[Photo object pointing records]

-=-=-

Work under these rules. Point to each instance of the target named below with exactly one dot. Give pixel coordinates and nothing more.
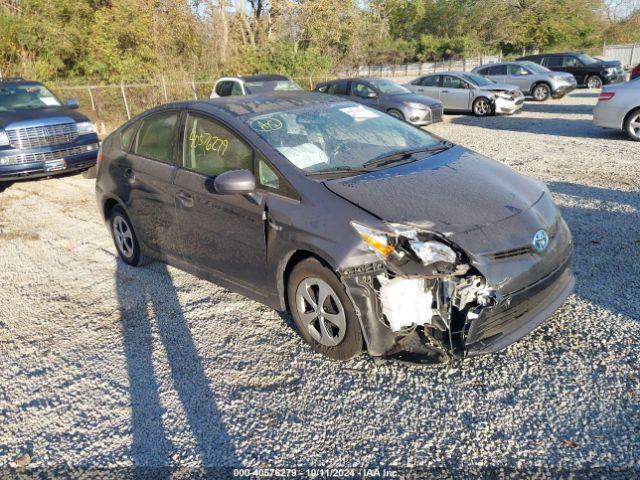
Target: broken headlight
(400, 241)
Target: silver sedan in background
(467, 92)
(619, 107)
(533, 79)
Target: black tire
(541, 92)
(396, 113)
(132, 254)
(482, 107)
(593, 82)
(632, 131)
(351, 342)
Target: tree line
(110, 40)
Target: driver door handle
(185, 198)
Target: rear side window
(156, 136)
(211, 149)
(338, 88)
(431, 81)
(127, 135)
(554, 61)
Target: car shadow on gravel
(606, 244)
(542, 126)
(147, 298)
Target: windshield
(534, 67)
(478, 80)
(271, 86)
(24, 97)
(337, 136)
(586, 59)
(389, 87)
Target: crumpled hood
(415, 98)
(498, 87)
(40, 116)
(451, 192)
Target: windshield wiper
(405, 155)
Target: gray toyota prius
(372, 233)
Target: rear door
(455, 93)
(221, 234)
(149, 169)
(519, 76)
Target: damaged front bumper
(414, 313)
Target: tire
(124, 238)
(395, 113)
(482, 107)
(632, 125)
(541, 92)
(331, 326)
(593, 82)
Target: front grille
(47, 156)
(44, 136)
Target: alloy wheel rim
(540, 93)
(634, 126)
(482, 107)
(321, 311)
(123, 236)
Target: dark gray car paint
(247, 243)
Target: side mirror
(234, 182)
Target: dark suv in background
(588, 71)
(39, 136)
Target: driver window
(453, 82)
(211, 149)
(361, 90)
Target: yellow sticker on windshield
(266, 125)
(208, 142)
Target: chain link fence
(109, 106)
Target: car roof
(247, 105)
(263, 78)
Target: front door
(222, 234)
(149, 169)
(455, 93)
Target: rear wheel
(541, 92)
(125, 238)
(482, 107)
(396, 113)
(594, 82)
(632, 125)
(323, 312)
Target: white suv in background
(248, 85)
(619, 107)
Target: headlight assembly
(85, 128)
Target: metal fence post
(124, 99)
(164, 89)
(93, 104)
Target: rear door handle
(185, 198)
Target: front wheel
(482, 107)
(594, 82)
(541, 93)
(323, 312)
(632, 125)
(125, 238)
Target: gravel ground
(108, 366)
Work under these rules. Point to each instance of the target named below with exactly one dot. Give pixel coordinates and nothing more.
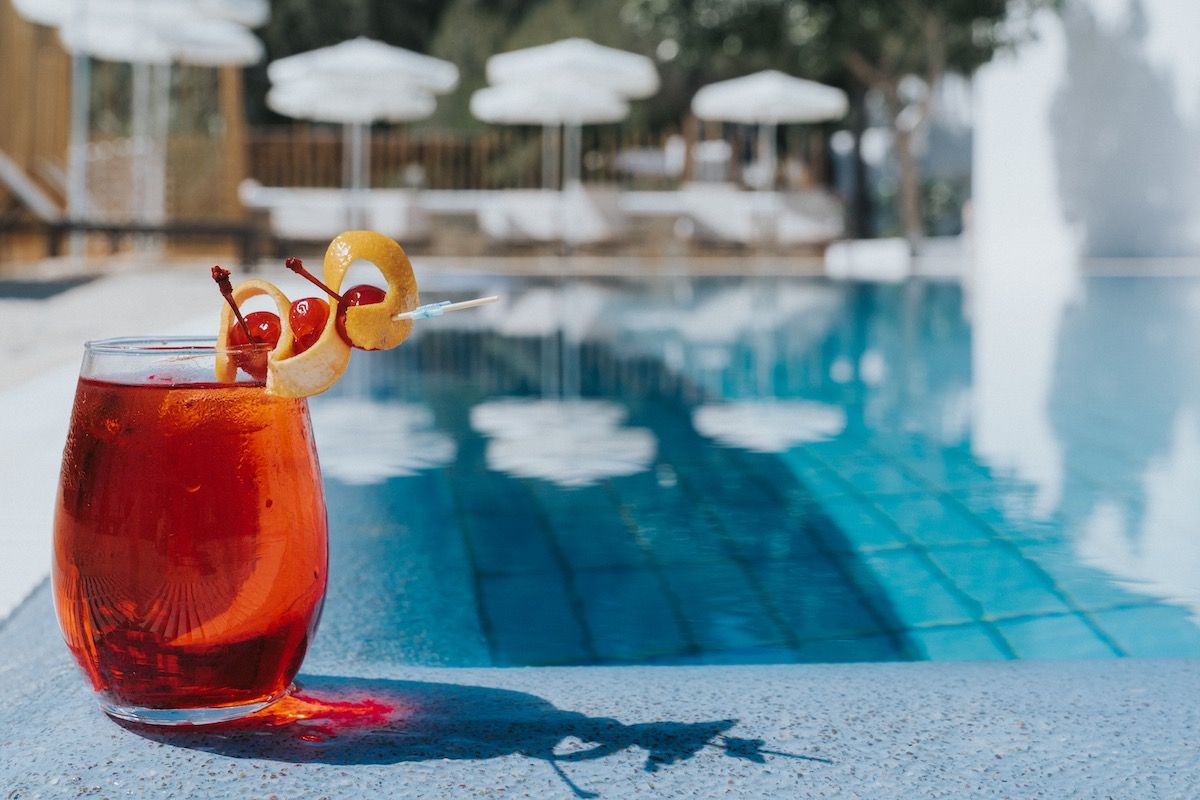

-=-=-

» Given problem:
Return verbatim the lines that begin at the line containing "Target: dark suv in background" and continue through the final line, including both ends. Omit the pictures from your reply.

» Response:
Target: dark suv in background
(588, 71)
(39, 136)
Target: driver window
(453, 82)
(211, 149)
(361, 90)
Target: yellow sticker on windshield
(266, 125)
(208, 142)
Target: chain link fence
(109, 106)
Target: car roof
(247, 105)
(263, 78)
Target: front door
(222, 234)
(149, 169)
(455, 93)
Target: rear wheel
(541, 92)
(125, 238)
(482, 107)
(396, 113)
(594, 82)
(632, 125)
(323, 312)
Target: white suv in background
(248, 85)
(619, 107)
Target: headlight assembly
(85, 128)
Target: metal fence post
(124, 99)
(164, 89)
(93, 104)
Target: rear door handle
(185, 198)
Target: front wheel
(482, 107)
(594, 82)
(541, 93)
(323, 312)
(632, 125)
(125, 238)
Target: gravel ground
(108, 366)
Work under these rules. Point to each instance of the target named below with exactly one dot. Give pixel coordinates and nothing more.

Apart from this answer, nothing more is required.